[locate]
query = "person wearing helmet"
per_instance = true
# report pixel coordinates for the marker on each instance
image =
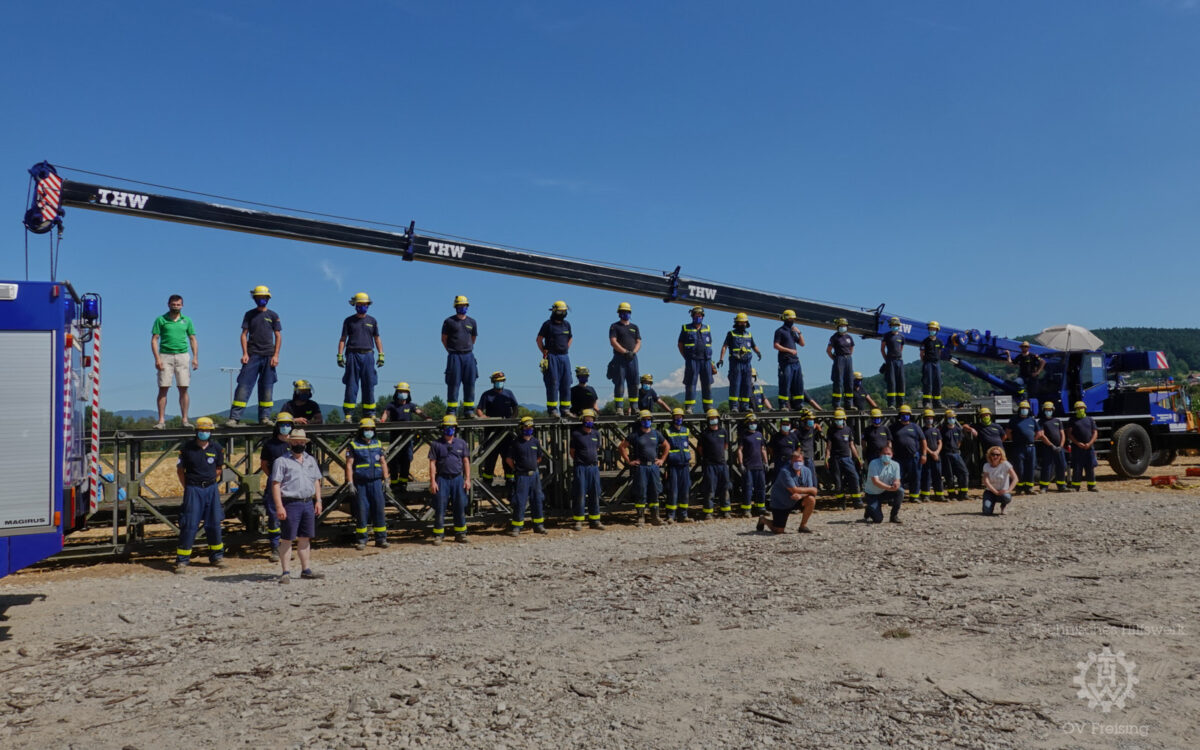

■ Task
Turn every line of the data above into a numbered list, skipping any blank lines, and leave the picture out of your answer.

■ Task result
1. [locate]
2. query = "person wearing helmet"
3. per_instance = true
4. # report pixel coordinates for the marker on each instance
5. image =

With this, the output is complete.